+++ Records for the task
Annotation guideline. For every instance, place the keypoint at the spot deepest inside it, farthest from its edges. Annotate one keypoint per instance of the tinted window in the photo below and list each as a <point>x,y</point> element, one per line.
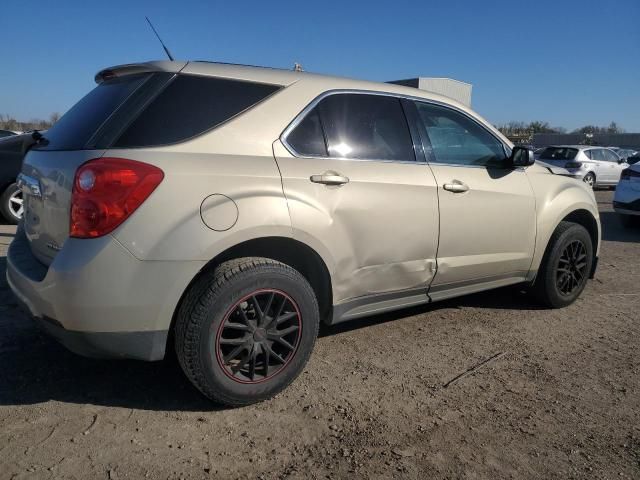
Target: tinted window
<point>456,139</point>
<point>308,138</point>
<point>558,153</point>
<point>189,106</point>
<point>609,156</point>
<point>597,154</point>
<point>77,126</point>
<point>363,126</point>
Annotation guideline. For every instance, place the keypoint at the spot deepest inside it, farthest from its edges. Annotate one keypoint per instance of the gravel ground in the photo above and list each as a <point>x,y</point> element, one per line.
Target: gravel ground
<point>562,402</point>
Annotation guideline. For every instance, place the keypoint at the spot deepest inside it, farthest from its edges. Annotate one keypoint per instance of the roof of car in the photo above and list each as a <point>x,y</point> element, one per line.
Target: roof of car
<point>271,75</point>
<point>578,147</point>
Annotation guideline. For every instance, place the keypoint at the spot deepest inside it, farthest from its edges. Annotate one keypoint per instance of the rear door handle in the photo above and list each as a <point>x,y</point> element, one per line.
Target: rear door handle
<point>329,178</point>
<point>456,187</point>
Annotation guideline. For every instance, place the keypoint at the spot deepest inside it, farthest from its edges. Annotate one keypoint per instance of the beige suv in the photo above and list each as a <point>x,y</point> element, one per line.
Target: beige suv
<point>227,210</point>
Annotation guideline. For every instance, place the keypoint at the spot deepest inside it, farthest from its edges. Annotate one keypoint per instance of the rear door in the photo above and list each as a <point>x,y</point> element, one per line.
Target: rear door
<point>615,166</point>
<point>487,209</point>
<point>599,166</point>
<point>357,191</point>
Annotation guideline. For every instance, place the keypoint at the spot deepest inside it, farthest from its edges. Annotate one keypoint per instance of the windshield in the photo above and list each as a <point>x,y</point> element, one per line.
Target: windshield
<point>558,153</point>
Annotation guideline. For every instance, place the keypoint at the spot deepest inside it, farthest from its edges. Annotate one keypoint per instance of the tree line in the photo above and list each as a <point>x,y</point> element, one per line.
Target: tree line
<point>7,122</point>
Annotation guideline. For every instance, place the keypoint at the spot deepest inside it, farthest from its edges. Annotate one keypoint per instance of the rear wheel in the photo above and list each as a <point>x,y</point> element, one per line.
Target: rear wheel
<point>590,179</point>
<point>565,267</point>
<point>245,331</point>
<point>11,204</point>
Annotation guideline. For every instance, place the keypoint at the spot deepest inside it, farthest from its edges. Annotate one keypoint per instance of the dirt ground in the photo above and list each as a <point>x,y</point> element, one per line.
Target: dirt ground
<point>563,402</point>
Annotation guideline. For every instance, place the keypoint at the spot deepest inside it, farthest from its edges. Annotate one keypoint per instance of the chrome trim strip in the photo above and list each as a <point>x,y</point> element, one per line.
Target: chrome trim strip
<point>29,185</point>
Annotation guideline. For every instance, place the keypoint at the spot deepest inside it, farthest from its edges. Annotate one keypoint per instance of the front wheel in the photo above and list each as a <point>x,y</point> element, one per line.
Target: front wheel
<point>565,266</point>
<point>11,204</point>
<point>629,221</point>
<point>245,331</point>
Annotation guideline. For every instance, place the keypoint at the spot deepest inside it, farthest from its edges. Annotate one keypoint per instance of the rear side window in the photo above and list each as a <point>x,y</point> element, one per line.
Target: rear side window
<point>609,156</point>
<point>558,153</point>
<point>355,126</point>
<point>77,126</point>
<point>189,106</point>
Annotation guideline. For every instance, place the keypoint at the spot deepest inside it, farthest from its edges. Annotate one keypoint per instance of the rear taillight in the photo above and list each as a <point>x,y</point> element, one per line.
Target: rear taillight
<point>106,191</point>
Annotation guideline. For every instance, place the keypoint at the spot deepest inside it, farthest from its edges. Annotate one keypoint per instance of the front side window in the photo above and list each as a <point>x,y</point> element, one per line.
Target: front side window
<point>191,105</point>
<point>609,156</point>
<point>307,139</point>
<point>558,153</point>
<point>355,126</point>
<point>457,140</point>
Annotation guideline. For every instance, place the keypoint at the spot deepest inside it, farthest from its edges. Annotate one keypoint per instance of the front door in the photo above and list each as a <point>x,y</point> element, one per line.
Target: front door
<point>487,209</point>
<point>614,166</point>
<point>360,196</point>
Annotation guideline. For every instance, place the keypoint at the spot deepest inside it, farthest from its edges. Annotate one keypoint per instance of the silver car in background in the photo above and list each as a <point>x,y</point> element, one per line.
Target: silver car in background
<point>597,166</point>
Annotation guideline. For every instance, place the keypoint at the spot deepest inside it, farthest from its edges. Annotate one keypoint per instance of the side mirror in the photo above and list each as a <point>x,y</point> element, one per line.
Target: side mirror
<point>522,157</point>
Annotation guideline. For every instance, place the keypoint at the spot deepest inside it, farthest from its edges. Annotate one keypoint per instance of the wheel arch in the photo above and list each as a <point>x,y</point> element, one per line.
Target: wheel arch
<point>282,249</point>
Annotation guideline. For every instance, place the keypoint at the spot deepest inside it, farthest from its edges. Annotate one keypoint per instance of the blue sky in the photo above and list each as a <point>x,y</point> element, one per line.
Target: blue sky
<point>567,62</point>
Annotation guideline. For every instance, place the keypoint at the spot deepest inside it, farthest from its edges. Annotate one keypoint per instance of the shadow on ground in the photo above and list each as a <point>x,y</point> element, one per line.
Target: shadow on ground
<point>36,369</point>
<point>613,231</point>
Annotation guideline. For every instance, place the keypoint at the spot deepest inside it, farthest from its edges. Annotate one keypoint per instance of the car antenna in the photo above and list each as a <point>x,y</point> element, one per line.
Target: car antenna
<point>166,50</point>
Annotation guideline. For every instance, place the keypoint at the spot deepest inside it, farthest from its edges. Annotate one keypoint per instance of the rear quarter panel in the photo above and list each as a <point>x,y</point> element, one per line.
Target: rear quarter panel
<point>556,197</point>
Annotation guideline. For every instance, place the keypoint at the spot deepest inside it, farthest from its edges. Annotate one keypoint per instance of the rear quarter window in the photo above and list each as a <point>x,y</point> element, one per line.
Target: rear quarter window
<point>191,105</point>
<point>76,127</point>
<point>558,153</point>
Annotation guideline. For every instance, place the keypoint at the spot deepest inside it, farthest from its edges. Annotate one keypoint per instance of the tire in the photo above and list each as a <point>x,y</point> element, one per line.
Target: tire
<point>11,204</point>
<point>558,284</point>
<point>218,316</point>
<point>590,179</point>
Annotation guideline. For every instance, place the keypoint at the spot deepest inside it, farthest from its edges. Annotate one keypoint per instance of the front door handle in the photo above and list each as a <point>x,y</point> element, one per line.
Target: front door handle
<point>329,178</point>
<point>456,187</point>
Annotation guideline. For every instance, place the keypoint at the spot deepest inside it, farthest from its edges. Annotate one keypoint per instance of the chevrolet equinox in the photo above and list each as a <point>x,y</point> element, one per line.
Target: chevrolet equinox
<point>225,211</point>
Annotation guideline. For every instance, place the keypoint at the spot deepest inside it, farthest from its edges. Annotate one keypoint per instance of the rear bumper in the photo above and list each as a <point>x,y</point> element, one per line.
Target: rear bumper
<point>97,299</point>
<point>149,346</point>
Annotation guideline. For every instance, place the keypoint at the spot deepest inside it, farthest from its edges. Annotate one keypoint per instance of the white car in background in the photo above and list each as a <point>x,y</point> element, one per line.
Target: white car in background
<point>626,201</point>
<point>597,166</point>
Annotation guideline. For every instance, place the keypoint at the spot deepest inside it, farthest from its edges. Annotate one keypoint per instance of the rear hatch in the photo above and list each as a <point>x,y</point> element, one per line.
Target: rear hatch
<point>82,134</point>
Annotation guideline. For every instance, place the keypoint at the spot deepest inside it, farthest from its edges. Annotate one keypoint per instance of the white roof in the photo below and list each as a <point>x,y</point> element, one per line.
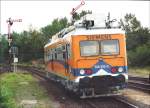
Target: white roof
<point>83,31</point>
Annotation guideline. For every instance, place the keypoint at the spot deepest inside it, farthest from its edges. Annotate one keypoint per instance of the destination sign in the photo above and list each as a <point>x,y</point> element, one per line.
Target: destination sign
<point>99,37</point>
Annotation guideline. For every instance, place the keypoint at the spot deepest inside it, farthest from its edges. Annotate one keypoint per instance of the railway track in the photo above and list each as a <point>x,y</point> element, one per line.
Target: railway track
<point>111,102</point>
<point>139,83</point>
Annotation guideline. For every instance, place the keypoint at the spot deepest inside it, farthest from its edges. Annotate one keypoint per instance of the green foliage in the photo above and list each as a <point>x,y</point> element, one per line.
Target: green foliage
<point>9,84</point>
<point>140,56</point>
<point>138,41</point>
<point>16,87</point>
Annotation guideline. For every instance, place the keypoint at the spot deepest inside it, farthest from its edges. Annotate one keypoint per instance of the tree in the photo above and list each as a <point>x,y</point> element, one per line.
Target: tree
<point>138,41</point>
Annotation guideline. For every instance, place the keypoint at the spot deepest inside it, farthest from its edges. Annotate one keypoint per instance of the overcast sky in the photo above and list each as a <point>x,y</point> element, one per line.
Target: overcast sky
<point>41,13</point>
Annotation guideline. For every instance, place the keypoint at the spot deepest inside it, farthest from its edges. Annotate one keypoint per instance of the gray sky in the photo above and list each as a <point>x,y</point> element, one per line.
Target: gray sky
<point>41,13</point>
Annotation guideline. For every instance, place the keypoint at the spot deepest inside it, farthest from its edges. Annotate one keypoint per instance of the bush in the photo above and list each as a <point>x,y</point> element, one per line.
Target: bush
<point>140,56</point>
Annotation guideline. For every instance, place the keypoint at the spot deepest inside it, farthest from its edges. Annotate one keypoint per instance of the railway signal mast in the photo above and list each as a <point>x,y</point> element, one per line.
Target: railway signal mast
<point>73,12</point>
<point>12,50</point>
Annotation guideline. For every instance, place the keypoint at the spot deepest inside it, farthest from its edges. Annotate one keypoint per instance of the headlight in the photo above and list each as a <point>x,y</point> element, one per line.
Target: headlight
<point>82,72</point>
<point>120,69</point>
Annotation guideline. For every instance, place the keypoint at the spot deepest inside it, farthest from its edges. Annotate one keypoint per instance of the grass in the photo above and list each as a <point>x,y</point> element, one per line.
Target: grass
<point>16,87</point>
<point>138,71</point>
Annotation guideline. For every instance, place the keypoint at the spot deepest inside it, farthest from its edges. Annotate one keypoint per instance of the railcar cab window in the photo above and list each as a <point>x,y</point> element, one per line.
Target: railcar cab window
<point>89,48</point>
<point>109,47</point>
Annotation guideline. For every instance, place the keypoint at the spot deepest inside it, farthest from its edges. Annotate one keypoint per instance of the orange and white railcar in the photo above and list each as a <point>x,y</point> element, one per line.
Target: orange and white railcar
<point>88,60</point>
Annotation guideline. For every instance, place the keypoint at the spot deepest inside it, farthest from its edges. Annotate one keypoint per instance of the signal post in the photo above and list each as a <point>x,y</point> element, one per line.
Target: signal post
<point>12,50</point>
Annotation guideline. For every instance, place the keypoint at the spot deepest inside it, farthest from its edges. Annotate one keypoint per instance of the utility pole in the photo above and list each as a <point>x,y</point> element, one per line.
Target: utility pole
<point>11,51</point>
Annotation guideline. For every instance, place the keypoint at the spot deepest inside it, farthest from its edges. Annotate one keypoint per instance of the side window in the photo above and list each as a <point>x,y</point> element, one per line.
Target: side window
<point>68,50</point>
<point>61,50</point>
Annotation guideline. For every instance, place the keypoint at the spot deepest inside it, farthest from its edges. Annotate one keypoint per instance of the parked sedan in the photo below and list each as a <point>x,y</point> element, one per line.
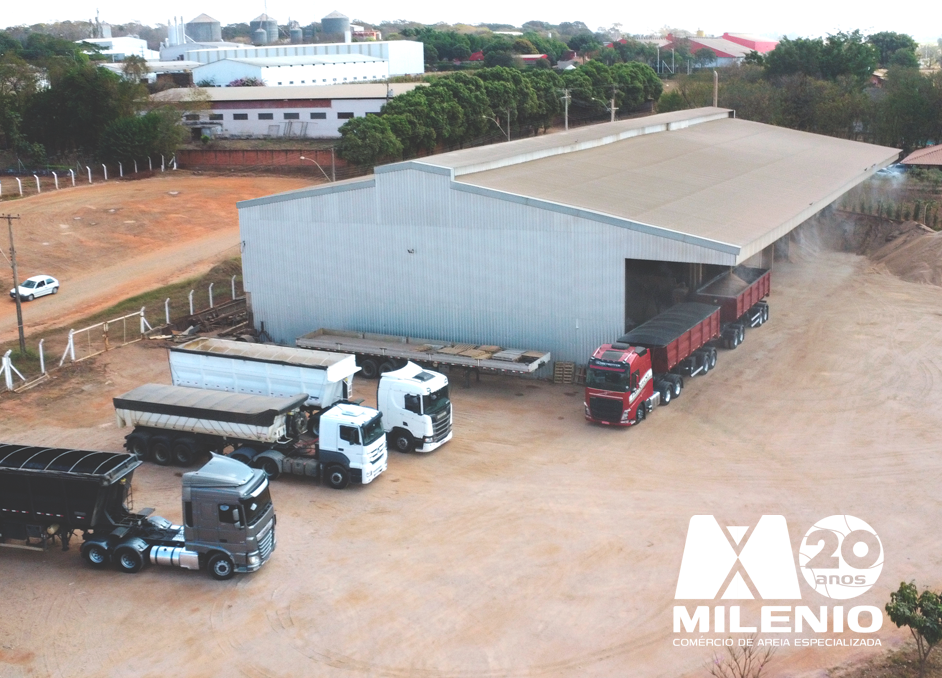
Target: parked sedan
<point>36,286</point>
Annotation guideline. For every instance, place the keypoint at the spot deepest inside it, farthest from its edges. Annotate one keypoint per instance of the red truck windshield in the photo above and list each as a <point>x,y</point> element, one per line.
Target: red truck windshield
<point>607,377</point>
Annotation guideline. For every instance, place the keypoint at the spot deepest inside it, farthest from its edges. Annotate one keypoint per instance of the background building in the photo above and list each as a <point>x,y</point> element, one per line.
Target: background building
<point>541,242</point>
<point>310,112</point>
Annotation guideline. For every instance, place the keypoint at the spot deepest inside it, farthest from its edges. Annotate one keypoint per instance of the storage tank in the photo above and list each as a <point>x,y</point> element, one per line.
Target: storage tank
<point>335,23</point>
<point>204,28</point>
<point>266,23</point>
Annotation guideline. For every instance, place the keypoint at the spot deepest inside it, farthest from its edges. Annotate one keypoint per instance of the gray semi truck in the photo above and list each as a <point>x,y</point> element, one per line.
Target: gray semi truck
<point>48,493</point>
++++++
Exercise task
Reproduce every line of the data above, starting at the line that has "rear door in" and stopping after the line that has "<point>615,166</point>". Offset each coordinate in the answers by 112.

Exercise output
Annotation guideline. For every instance, place the keypoint at the spot deepest inside it, farthest from its edges. Annotate one keypoint per instance of the rear door in the photo above and list each as a <point>x,y</point> element, one per line.
Target: rear door
<point>727,278</point>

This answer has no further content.